● **WHAT IS EXPECTED**
The full listing below should be copied verbatim.

--- --- ---

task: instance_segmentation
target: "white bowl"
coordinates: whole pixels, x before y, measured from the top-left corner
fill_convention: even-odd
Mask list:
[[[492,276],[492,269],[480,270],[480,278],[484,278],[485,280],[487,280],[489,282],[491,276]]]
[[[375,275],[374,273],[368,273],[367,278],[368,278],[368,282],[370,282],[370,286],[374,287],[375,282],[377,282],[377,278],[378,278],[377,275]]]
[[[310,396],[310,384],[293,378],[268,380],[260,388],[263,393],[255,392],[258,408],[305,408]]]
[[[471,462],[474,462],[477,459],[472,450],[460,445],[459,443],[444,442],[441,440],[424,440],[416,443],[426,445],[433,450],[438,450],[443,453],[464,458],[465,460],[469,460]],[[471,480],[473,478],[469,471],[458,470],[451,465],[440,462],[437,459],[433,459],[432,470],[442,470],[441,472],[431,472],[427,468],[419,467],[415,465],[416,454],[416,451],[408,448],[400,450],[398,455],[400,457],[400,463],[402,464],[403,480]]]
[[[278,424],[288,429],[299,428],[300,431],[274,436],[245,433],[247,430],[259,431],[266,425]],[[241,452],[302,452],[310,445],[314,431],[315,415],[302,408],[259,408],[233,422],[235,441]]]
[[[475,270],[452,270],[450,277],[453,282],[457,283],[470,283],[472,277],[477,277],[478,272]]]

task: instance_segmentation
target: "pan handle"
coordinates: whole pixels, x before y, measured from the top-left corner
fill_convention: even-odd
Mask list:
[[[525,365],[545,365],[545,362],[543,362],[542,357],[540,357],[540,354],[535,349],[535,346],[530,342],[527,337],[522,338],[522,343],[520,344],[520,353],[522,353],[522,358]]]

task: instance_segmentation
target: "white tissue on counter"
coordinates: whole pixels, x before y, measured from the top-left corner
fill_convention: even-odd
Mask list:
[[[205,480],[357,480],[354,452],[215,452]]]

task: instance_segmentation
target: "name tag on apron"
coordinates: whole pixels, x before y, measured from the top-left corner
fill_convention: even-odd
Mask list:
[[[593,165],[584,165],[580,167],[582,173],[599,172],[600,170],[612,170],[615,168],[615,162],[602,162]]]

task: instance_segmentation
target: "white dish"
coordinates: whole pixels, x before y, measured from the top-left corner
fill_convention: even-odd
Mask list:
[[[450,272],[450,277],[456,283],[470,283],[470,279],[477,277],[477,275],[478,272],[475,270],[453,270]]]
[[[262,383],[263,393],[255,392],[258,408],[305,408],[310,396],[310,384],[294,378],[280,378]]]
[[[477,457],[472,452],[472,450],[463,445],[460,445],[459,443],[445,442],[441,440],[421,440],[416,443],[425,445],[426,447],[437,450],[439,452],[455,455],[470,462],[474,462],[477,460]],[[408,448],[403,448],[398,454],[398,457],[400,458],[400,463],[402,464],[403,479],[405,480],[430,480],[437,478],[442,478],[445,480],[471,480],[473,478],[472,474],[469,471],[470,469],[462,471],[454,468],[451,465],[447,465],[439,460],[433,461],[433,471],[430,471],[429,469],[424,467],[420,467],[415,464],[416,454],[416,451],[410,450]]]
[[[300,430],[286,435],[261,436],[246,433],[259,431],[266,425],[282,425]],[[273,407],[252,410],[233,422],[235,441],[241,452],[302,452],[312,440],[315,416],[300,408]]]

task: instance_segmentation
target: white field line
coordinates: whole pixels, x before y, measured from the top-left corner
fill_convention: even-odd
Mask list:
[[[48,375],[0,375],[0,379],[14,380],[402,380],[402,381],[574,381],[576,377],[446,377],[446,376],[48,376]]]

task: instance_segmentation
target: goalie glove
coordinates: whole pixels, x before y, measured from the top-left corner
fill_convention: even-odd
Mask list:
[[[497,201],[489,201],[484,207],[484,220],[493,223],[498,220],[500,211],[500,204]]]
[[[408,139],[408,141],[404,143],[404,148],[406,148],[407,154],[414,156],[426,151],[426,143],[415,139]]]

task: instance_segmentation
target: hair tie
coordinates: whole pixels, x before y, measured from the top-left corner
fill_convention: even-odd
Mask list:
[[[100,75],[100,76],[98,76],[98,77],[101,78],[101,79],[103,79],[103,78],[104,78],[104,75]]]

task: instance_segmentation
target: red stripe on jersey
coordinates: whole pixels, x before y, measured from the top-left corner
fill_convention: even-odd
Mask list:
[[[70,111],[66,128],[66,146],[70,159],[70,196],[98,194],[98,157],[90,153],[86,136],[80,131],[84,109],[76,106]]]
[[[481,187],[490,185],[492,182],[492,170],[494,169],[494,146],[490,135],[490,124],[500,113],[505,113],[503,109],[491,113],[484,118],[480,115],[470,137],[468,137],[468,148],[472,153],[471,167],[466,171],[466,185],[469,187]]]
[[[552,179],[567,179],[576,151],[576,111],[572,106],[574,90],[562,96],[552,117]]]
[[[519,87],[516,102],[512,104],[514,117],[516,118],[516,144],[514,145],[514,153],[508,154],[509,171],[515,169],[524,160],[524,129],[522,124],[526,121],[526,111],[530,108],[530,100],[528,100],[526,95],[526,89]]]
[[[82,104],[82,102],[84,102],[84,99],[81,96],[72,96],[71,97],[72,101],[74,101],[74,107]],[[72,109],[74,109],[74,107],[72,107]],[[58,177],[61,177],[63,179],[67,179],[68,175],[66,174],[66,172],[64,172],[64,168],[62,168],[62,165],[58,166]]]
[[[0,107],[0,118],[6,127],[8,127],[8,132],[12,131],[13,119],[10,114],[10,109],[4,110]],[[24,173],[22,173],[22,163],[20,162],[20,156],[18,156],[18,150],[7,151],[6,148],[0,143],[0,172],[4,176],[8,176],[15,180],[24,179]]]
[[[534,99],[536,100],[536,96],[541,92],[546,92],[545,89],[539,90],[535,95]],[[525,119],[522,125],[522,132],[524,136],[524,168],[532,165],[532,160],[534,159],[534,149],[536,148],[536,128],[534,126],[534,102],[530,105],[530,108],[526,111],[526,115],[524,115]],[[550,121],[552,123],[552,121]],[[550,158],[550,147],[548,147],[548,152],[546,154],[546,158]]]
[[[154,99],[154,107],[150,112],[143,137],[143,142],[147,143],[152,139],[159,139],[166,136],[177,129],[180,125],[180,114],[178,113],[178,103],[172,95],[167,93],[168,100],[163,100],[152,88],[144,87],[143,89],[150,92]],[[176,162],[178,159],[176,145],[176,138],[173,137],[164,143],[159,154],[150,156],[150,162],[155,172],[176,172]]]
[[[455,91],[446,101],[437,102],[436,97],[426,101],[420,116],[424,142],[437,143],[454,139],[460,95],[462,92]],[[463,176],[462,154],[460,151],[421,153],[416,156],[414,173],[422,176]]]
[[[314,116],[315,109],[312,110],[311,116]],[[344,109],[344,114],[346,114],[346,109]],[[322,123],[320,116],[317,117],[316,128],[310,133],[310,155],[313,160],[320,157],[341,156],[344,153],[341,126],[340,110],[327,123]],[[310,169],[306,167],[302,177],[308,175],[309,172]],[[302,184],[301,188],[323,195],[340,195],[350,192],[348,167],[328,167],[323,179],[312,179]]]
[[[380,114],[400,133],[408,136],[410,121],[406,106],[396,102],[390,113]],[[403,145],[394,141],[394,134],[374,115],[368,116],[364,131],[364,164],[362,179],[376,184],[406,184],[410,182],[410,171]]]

--- --- ---

● **FINISHED TASK**
task: instance_segmentation
target: "white bowl"
coordinates: whole pixels, x before y, measured from the top-left corner
fill_convention: even-odd
Mask list:
[[[492,276],[492,269],[480,270],[480,278],[484,278],[485,280],[487,280],[489,282],[491,276]]]
[[[375,275],[374,273],[368,273],[367,278],[368,278],[368,282],[370,282],[370,286],[374,287],[375,282],[377,282],[377,278],[378,278],[377,275]]]
[[[310,396],[310,384],[293,378],[268,380],[260,388],[263,393],[255,392],[258,408],[305,408]]]
[[[471,462],[474,462],[477,459],[472,450],[460,445],[459,443],[444,442],[441,440],[424,440],[416,443],[426,445],[433,450],[438,450],[443,453],[464,458],[465,460],[469,460]],[[471,480],[473,478],[469,471],[458,470],[451,465],[440,462],[437,459],[433,459],[432,470],[442,470],[441,472],[431,472],[427,468],[419,467],[415,465],[416,454],[416,451],[408,448],[400,450],[398,455],[400,457],[400,463],[402,464],[403,480]]]
[[[278,424],[288,429],[299,428],[300,431],[274,436],[245,433],[247,430],[259,431],[266,425]],[[241,452],[302,452],[310,445],[314,431],[315,415],[302,408],[259,408],[233,422],[235,441]]]
[[[475,270],[452,270],[450,277],[453,282],[457,283],[470,283],[472,277],[477,277],[478,272]]]

task: instance_segmentation
target: "pan handle"
coordinates: whole pixels, x before y, measured from the top-left corner
fill_convention: even-odd
Mask list:
[[[525,365],[545,365],[545,362],[543,362],[542,357],[540,357],[540,354],[535,349],[535,346],[530,342],[527,337],[522,338],[522,343],[520,344],[520,353],[522,353],[522,358]]]

task: instance_segmentation
target: "white tissue on counter"
coordinates: whole pixels, x before y, measured from the top-left corner
fill_convention: even-odd
Mask list:
[[[205,480],[357,480],[354,452],[215,452]]]

task: instance_segmentation
target: "name tag on apron"
coordinates: whole pixels, x before y, measured from the top-left corner
fill_convention: even-odd
Mask list:
[[[593,165],[584,165],[580,167],[582,173],[599,172],[600,170],[612,170],[615,168],[615,162],[602,162]]]

task: instance_segmentation
target: "white dish"
coordinates: whole pixels, x before y, measured from the top-left corner
fill_convention: even-odd
Mask list:
[[[450,272],[450,277],[456,283],[470,283],[470,279],[477,277],[477,275],[478,272],[475,270],[453,270]]]
[[[262,383],[263,393],[255,392],[258,408],[305,408],[310,396],[310,384],[294,378],[280,378]]]
[[[477,457],[472,452],[472,450],[463,445],[460,445],[459,443],[445,442],[441,440],[421,440],[416,443],[425,445],[426,447],[437,450],[439,452],[455,455],[470,462],[474,462],[477,460]],[[408,448],[403,448],[398,454],[398,457],[400,458],[400,463],[402,464],[403,479],[405,480],[430,480],[437,478],[442,478],[445,480],[471,480],[473,478],[472,474],[469,471],[470,469],[462,471],[454,468],[451,465],[447,465],[439,460],[433,461],[433,471],[430,471],[429,469],[424,467],[420,467],[415,464],[416,454],[416,451],[410,450]]]
[[[300,430],[286,435],[261,436],[246,433],[259,431],[266,425],[282,425]],[[273,407],[252,410],[233,422],[235,441],[241,452],[302,452],[312,440],[315,416],[300,408]]]

task: instance_segmentation
target: white field line
coordinates: whole pixels, x before y, measured from the top-left corner
fill_convention: even-odd
Mask list:
[[[48,375],[0,375],[0,379],[14,380],[402,380],[402,381],[574,381],[576,377],[446,377],[446,376],[48,376]]]

task: instance_segmentation
target: goalie glove
coordinates: whole pixels, x before y, measured from the top-left corner
fill_convention: even-odd
Mask list:
[[[497,201],[489,201],[484,207],[484,220],[493,223],[498,220],[500,211],[500,204]]]
[[[408,139],[408,141],[404,143],[404,148],[406,148],[407,154],[414,156],[426,151],[426,143],[415,139]]]

task: instance_segmentation
target: hair tie
coordinates: whole pixels, x before y, measured from the top-left corner
fill_convention: even-odd
Mask list:
[[[100,75],[100,76],[98,76],[98,77],[101,78],[101,79],[103,79],[103,78],[104,78],[104,75]]]

task: instance_segmentation
target: red stripe on jersey
coordinates: whole pixels, x before y, measured from the top-left corner
fill_convention: even-odd
Mask list:
[[[70,111],[66,128],[66,146],[70,159],[70,196],[98,194],[98,157],[90,153],[86,136],[80,131],[84,109],[76,106]]]
[[[481,187],[490,185],[492,182],[492,170],[494,169],[494,146],[490,135],[490,124],[500,113],[505,113],[503,109],[491,113],[484,118],[480,115],[470,137],[468,137],[468,148],[472,153],[471,167],[466,171],[466,185],[469,187]]]
[[[552,179],[567,179],[576,151],[576,111],[572,106],[574,90],[562,96],[552,117]]]
[[[519,87],[516,102],[512,104],[514,117],[516,118],[516,144],[514,145],[514,153],[508,154],[509,171],[515,169],[524,160],[524,129],[522,124],[526,121],[526,111],[530,108],[530,100],[528,100],[526,95],[526,89]]]
[[[82,104],[82,102],[84,102],[84,99],[81,96],[72,96],[71,97],[72,101],[74,101],[74,107]],[[72,109],[74,109],[74,107],[72,107]],[[58,177],[61,177],[63,179],[67,179],[68,175],[66,174],[66,172],[64,172],[64,168],[62,168],[62,165],[58,166]]]
[[[0,107],[0,118],[6,127],[8,127],[8,132],[12,131],[13,119],[10,114],[10,109],[4,110]],[[24,173],[22,173],[22,163],[20,162],[20,156],[18,156],[18,150],[7,151],[6,148],[0,143],[0,172],[4,176],[8,176],[15,180],[24,179]]]
[[[534,99],[536,100],[536,96],[541,92],[546,92],[545,89],[539,90],[535,95]],[[525,119],[522,125],[522,132],[524,136],[524,168],[532,165],[532,160],[534,159],[534,149],[536,148],[536,128],[534,126],[534,102],[530,105],[530,108],[526,111],[526,115],[524,115]],[[550,121],[552,123],[552,121]],[[550,158],[550,147],[548,147],[548,152],[546,154],[546,158]]]
[[[154,99],[154,107],[150,112],[143,137],[143,142],[147,143],[152,139],[159,139],[166,136],[177,129],[180,125],[180,114],[178,113],[178,103],[172,95],[167,93],[168,100],[163,100],[152,88],[144,87],[143,89],[150,92]],[[176,162],[178,159],[176,145],[176,138],[173,137],[164,143],[159,154],[150,156],[150,162],[155,172],[176,172]]]
[[[455,91],[446,101],[437,102],[436,97],[426,101],[420,116],[424,142],[437,143],[454,139],[460,95],[462,92]],[[463,176],[462,154],[460,151],[421,153],[416,156],[414,173],[422,176]]]
[[[314,116],[315,109],[312,110],[311,116]],[[344,109],[344,114],[346,114],[346,109]],[[322,123],[320,116],[317,117],[316,128],[310,133],[310,155],[313,160],[320,157],[341,156],[344,153],[341,126],[340,110],[327,123]],[[310,169],[306,167],[302,177],[308,175],[309,172]],[[302,184],[301,188],[323,195],[340,195],[350,192],[348,167],[328,167],[323,179],[312,179]]]
[[[380,114],[400,133],[408,136],[410,121],[406,106],[396,102],[390,113]],[[403,145],[394,141],[394,134],[374,115],[368,116],[364,131],[364,164],[362,179],[376,184],[406,184],[410,182],[410,171]]]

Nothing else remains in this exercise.